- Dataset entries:

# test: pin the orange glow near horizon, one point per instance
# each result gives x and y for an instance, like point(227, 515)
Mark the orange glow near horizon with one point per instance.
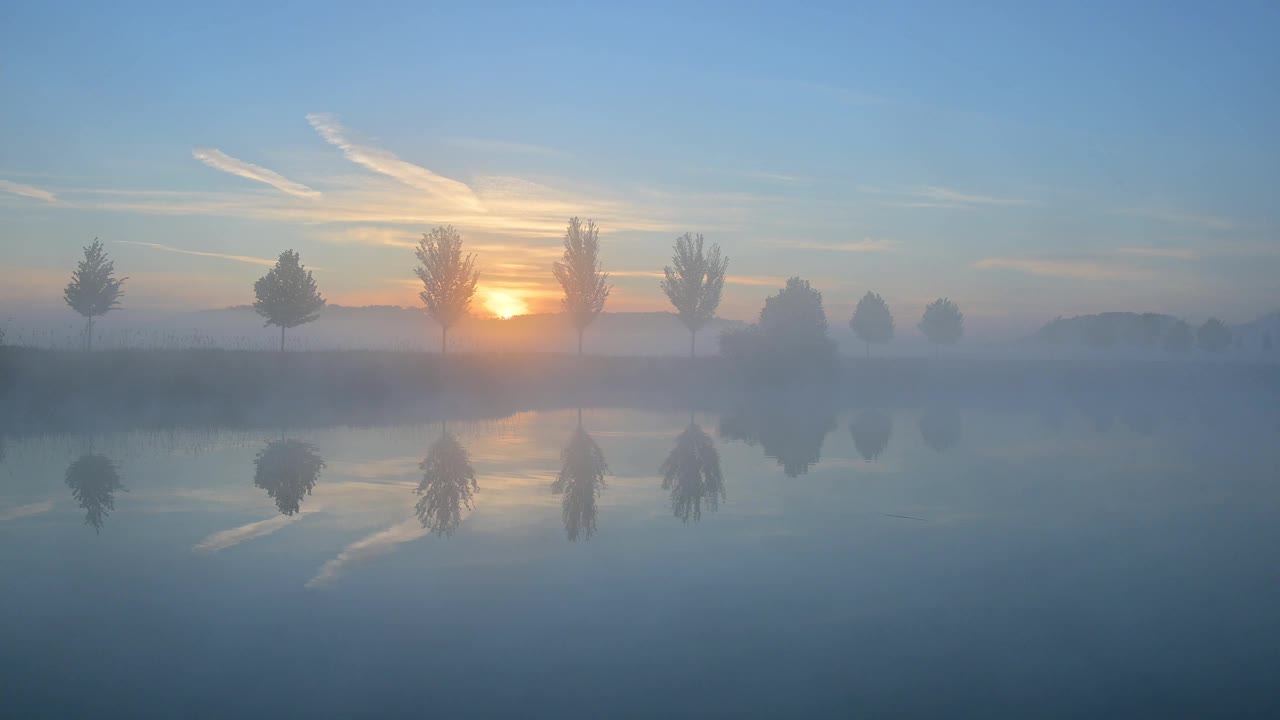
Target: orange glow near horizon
point(504, 305)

- EXERCISE AIM:
Look through the entries above, and wherever a line holds the string "instance", copy it.

- WRITTEN REPLY:
# test: pin the orange glow near horizon, one point per instance
# each result gives x and y for an instance, like point(227, 515)
Mark the orange glow near horizon with one point per instance.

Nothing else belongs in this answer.